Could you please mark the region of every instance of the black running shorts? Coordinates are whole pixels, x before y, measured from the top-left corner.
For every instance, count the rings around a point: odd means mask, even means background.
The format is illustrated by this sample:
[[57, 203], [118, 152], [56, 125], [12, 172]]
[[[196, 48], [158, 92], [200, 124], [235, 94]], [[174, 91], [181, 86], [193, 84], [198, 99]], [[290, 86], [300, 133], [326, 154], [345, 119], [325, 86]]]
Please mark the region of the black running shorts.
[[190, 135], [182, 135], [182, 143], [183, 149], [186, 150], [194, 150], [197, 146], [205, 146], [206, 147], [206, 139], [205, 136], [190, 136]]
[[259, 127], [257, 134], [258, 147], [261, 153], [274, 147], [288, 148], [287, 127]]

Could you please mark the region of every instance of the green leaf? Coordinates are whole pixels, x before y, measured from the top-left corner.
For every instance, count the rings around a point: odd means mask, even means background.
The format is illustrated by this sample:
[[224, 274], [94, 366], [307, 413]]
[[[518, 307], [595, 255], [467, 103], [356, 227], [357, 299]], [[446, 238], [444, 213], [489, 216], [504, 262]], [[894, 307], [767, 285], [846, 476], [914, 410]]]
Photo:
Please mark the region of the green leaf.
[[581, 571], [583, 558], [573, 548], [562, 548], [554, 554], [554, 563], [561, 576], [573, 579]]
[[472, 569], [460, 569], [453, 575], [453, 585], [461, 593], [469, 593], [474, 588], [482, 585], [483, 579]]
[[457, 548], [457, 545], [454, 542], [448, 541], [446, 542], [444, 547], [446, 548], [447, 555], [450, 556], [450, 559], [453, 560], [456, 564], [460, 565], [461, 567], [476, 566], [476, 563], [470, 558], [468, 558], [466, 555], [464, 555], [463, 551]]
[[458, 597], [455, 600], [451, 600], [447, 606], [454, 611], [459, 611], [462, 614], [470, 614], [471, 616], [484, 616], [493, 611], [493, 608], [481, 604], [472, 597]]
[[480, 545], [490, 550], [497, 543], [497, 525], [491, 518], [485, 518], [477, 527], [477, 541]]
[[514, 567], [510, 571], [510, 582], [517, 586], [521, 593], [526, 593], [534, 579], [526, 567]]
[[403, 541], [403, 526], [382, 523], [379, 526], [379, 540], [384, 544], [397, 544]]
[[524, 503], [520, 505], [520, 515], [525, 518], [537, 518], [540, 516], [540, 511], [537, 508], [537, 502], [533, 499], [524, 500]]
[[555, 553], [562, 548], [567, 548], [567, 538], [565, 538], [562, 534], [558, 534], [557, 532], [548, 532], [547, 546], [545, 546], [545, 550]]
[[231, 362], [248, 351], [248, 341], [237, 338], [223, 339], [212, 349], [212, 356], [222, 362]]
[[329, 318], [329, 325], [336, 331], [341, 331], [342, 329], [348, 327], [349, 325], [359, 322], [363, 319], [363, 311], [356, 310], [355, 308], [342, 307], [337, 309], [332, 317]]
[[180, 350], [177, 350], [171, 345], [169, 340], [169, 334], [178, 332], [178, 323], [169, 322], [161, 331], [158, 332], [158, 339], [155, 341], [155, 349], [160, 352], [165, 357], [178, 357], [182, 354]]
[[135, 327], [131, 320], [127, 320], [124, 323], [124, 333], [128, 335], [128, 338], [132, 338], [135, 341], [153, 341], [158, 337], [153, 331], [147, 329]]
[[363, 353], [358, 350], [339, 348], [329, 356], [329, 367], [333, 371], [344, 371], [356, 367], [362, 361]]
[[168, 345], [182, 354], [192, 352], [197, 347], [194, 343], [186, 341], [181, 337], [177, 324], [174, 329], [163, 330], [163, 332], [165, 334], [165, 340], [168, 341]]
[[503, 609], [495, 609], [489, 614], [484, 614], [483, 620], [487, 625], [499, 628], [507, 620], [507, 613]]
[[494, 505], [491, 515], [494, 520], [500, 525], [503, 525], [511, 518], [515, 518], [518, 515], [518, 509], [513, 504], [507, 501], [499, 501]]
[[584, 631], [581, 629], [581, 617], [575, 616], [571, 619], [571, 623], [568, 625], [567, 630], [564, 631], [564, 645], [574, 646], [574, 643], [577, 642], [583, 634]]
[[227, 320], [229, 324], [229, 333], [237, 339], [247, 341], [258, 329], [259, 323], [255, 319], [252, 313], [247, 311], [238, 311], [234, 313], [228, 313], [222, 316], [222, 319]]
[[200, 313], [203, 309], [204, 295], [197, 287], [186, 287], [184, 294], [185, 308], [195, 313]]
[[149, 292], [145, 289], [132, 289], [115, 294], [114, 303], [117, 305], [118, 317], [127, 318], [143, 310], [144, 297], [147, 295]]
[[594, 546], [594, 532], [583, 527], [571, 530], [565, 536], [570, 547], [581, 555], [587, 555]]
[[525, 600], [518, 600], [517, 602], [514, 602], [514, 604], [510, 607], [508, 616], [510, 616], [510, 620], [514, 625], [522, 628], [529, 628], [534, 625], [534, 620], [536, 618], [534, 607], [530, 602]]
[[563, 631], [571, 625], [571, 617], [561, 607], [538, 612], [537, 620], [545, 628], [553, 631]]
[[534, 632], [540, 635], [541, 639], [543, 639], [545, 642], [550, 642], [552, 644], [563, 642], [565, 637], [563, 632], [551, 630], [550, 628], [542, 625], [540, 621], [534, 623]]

▸ YOUR GOAL:
Print every entry exactly.

▸ RESULT:
Could you please mark the region of every instance of the black running shorts? Coordinates are whole pixels, x before y, measured from the top-left corner.
For every instance, count the rings around a point: odd means mask, even means background.
The format is illustrated by this sample:
[[57, 203], [118, 152], [56, 125], [12, 172]]
[[[196, 48], [158, 92], [200, 124], [235, 94]], [[174, 91], [181, 86], [193, 84], [198, 99]], [[290, 86], [300, 133], [326, 154], [345, 119], [325, 86]]]
Please mark the region of the black running shorts.
[[190, 135], [182, 135], [182, 143], [183, 149], [186, 150], [194, 150], [197, 146], [205, 146], [206, 147], [206, 139], [205, 136], [190, 136]]
[[259, 127], [257, 134], [258, 147], [261, 153], [274, 147], [288, 148], [287, 127]]

Could you please mark the region of every instance of the green leaf? Coordinates are whole pixels, x before y, measured from the top-left corner.
For every instance, count the rings around a point: odd means mask, even means background.
The format is illustrated by this sample:
[[224, 274], [94, 366], [307, 413]]
[[[518, 307], [595, 255], [467, 103], [356, 227], [357, 299]], [[446, 238], [444, 213], [489, 216], [504, 262]], [[894, 307], [767, 285], [846, 476], [914, 410]]]
Photo:
Please mark the region of the green leaf.
[[581, 571], [583, 558], [573, 548], [562, 548], [554, 554], [554, 563], [561, 576], [573, 579]]
[[472, 569], [460, 569], [453, 575], [453, 585], [461, 593], [469, 593], [474, 588], [482, 585], [483, 579]]
[[457, 548], [457, 545], [454, 542], [448, 541], [446, 542], [444, 547], [446, 548], [447, 555], [450, 556], [450, 559], [453, 560], [456, 564], [460, 565], [461, 567], [476, 566], [476, 563], [470, 558], [468, 558], [466, 555], [464, 555], [463, 551]]
[[458, 597], [455, 600], [451, 600], [447, 606], [454, 611], [459, 611], [462, 614], [470, 614], [471, 616], [484, 616], [493, 611], [493, 608], [481, 604], [472, 597]]
[[480, 545], [490, 550], [497, 543], [497, 525], [491, 518], [485, 518], [477, 527], [477, 541]]
[[514, 567], [510, 571], [510, 582], [517, 586], [521, 593], [526, 593], [534, 579], [526, 567]]
[[403, 541], [403, 526], [382, 523], [379, 526], [379, 540], [384, 544], [397, 544]]
[[524, 503], [520, 505], [520, 515], [525, 518], [537, 518], [540, 516], [540, 511], [537, 508], [537, 502], [533, 499], [524, 500]]
[[555, 553], [562, 548], [567, 548], [567, 538], [565, 538], [562, 534], [558, 534], [557, 532], [548, 532], [547, 546], [545, 546], [545, 550]]
[[231, 362], [248, 351], [248, 341], [237, 338], [223, 339], [212, 349], [212, 356], [222, 362]]
[[329, 318], [329, 325], [336, 331], [341, 331], [342, 329], [348, 327], [349, 325], [359, 322], [363, 319], [363, 311], [356, 310], [355, 308], [342, 307], [337, 309], [332, 317]]
[[180, 350], [177, 350], [171, 345], [169, 340], [169, 334], [178, 332], [178, 323], [169, 322], [161, 331], [158, 332], [158, 339], [155, 341], [155, 349], [160, 352], [165, 357], [178, 357], [182, 354]]
[[135, 327], [131, 320], [127, 320], [124, 323], [124, 333], [128, 335], [128, 338], [132, 338], [135, 341], [153, 341], [158, 337], [153, 331], [147, 329]]
[[363, 353], [358, 350], [339, 348], [329, 356], [329, 367], [333, 371], [344, 371], [356, 367], [362, 361]]
[[168, 345], [182, 354], [192, 352], [197, 347], [194, 343], [186, 341], [181, 337], [177, 324], [174, 329], [163, 330], [163, 332], [165, 334], [165, 340], [168, 341]]
[[503, 609], [495, 609], [489, 614], [484, 614], [483, 620], [487, 625], [499, 628], [507, 620], [507, 613]]
[[494, 505], [491, 515], [494, 520], [500, 525], [503, 525], [511, 518], [515, 518], [518, 515], [518, 509], [513, 504], [507, 501], [499, 501]]
[[584, 631], [581, 629], [581, 617], [575, 616], [571, 619], [571, 623], [568, 625], [567, 630], [564, 631], [564, 645], [574, 646], [574, 643], [577, 642], [583, 634]]
[[227, 320], [229, 324], [229, 333], [237, 339], [247, 341], [258, 329], [259, 323], [255, 319], [252, 313], [247, 311], [238, 311], [234, 313], [228, 313], [222, 316], [222, 319]]
[[200, 313], [203, 309], [204, 295], [197, 287], [186, 287], [184, 294], [185, 308], [195, 313]]
[[149, 292], [145, 289], [132, 289], [115, 294], [114, 303], [117, 305], [118, 317], [127, 318], [143, 310], [144, 297], [147, 295]]
[[594, 546], [594, 532], [583, 527], [571, 530], [565, 536], [570, 547], [581, 555], [587, 555]]
[[525, 600], [518, 600], [517, 602], [514, 602], [514, 604], [510, 607], [508, 616], [510, 616], [510, 620], [514, 625], [522, 628], [529, 628], [534, 625], [534, 620], [536, 618], [534, 607], [530, 602]]
[[563, 631], [571, 625], [571, 617], [561, 607], [538, 612], [537, 620], [545, 628], [553, 631]]
[[534, 632], [540, 635], [541, 639], [543, 639], [545, 642], [550, 642], [552, 644], [563, 642], [565, 637], [563, 632], [551, 630], [550, 628], [542, 625], [540, 621], [534, 623]]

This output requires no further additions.